═════ Extrait retenu

Conditions de travail : le Conseil d'orientation prend ses quartiers

par Eric Berger / juillet 2009

Créé par un décret de novembre dernier, le Conseil d'orientation sur les conditions de travail est désormais officiellement installé. Les acteurs de la prévention attendent beaucoup de cette instance qui va élaborer un second plan santé-travail.

Service minimum pour le lancement du Coct, le Conseil d'orientation sur les conditions de travail. La réunion d'installation du 30 avril dernier, présidée par Brice Hortefeux, alors ministre du Travail, est passée pratiquement inaperçue. Elle a également déçu certains membres de cette nouvelle structure. " Ce n'était pas à la hauteur de l'événement ", regrette ainsi Arnaud de Broca, secrétaire général de la Fnath, Association des accidentés de la vie. " Le discours, sans grande envergure, était distillé par un ministre qui s'est même absenté un quart d'heure pour prendre le président de la République au téléphone ", déplore un autre participant.

══════════
═════ Extrait du corpus

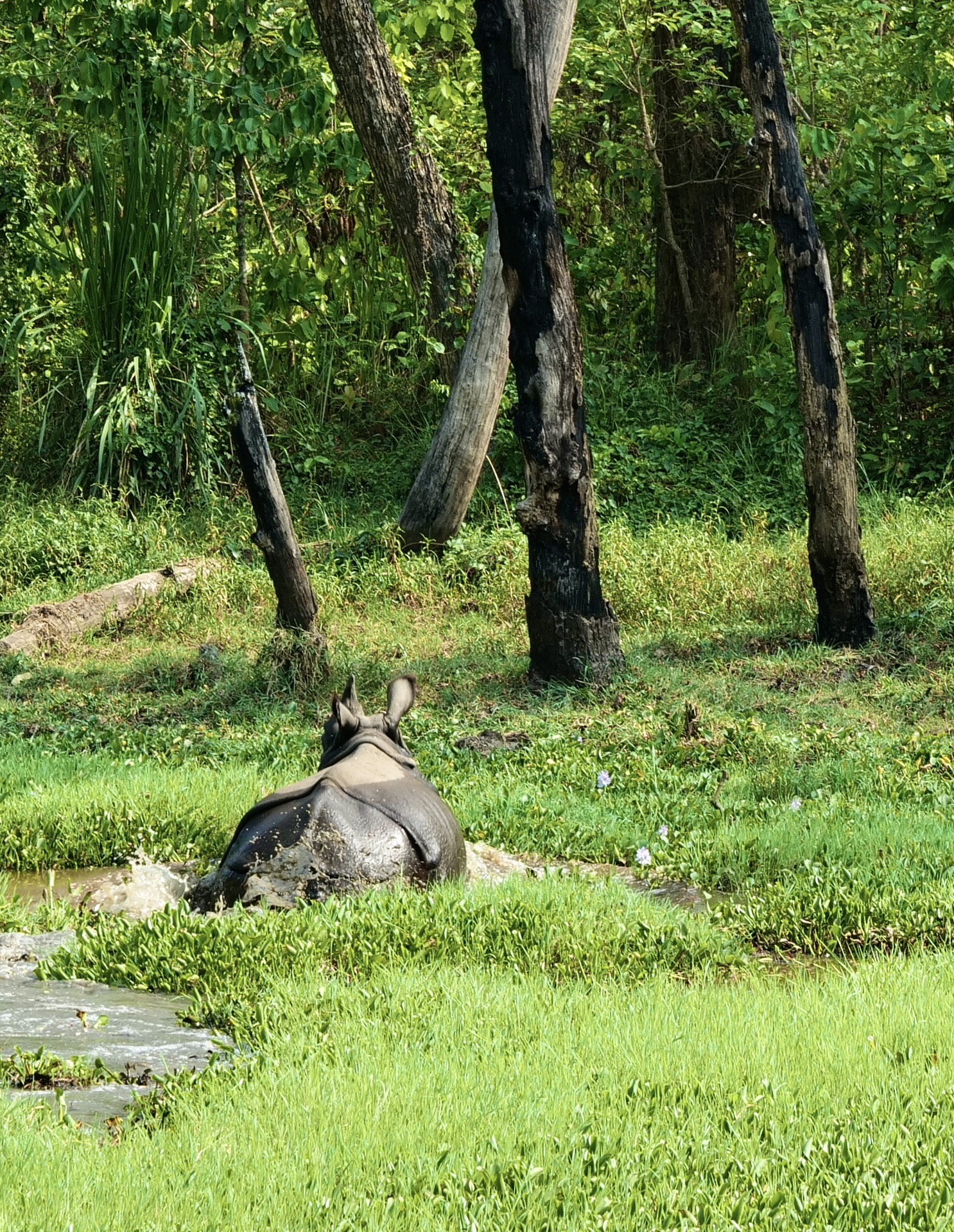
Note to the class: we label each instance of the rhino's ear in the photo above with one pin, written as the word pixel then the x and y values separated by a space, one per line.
pixel 401 695
pixel 347 723
pixel 351 699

══════════

▶ **Travail demandé**:
• a. Présentez sous forme de liste, plus brièvement, le paragraphe de l'extrait retenu qui commence par « Service minimum pour le lancement », en conservant ses faits essentiels.
• b. Indiquez si chacune des affirmations suivantes concorde avec l'extrait retenu, en répondant par oui ou par non et en citant les mots décisifs du texte : (i) le Conseil d'orientation a été créé par un décret de novembre ; (ii) la réunion d'installation a eu un large retentissement ; (iii) le ministre s'est absenté une demi-heure.
• c. Recopiez fidèlement le passage de l'extrait retenu qui commence par « Créé par un » et se poursuit jusqu'à « un autre participant. ».

▶ **Réponses attendues**:
• a.
- Le Coct (Conseil d'orientation sur les conditions de travail) a été lancé a minima.
- La réunion d'installation s'est tenue le 30 avril, sous la présidence de Brice Hortefeux, alors ministre du Travail.
- Elle est passée pratiquement inaperçue et a déçu certains membres.
- Arnaud de Broca, secrétaire général de la Fnath, regrette qu'elle n'ait pas été à la hauteur de l'événement.
- Un autre participant déplore un discours sans grande envergure, ainsi que l'absence du ministre pendant un quart d'heure pour un appel du président de la République.

• b.
(i) Oui : « Créé par un décret de novembre dernier ».
(ii) Non : « est passée pratiquement inaperçue ».
(iii) Non : « s'est même absenté un quart d'heure ».

• c.
Créé par un décret de novembre dernier, le Conseil d'orientation sur les conditions de travail est désormais officiellement installé. Les acteurs de la prévention attendent beaucoup de cette instance qui va élaborer un second plan santé-travail.

Service minimum pour le lancement du Coct, le Conseil d'orientation sur les conditions de travail. La réunion d'installation du 30 avril dernier, présidée par Brice Hortefeux, alors ministre du Travail, est passée pratiquement inaperçue. Elle a également déçu certains membres de cette nouvelle structure. " Ce n'était pas à la hauteur de l'événement ", regrette ainsi Arnaud de Broca, secrétaire général de la Fnath, Association des accidentés de la vie. " Le discours, sans grande envergure, était distillé par un ministre qui s'est même absenté un quart d'heure pour prendre le président de la République au téléphone ", déplore un autre participant.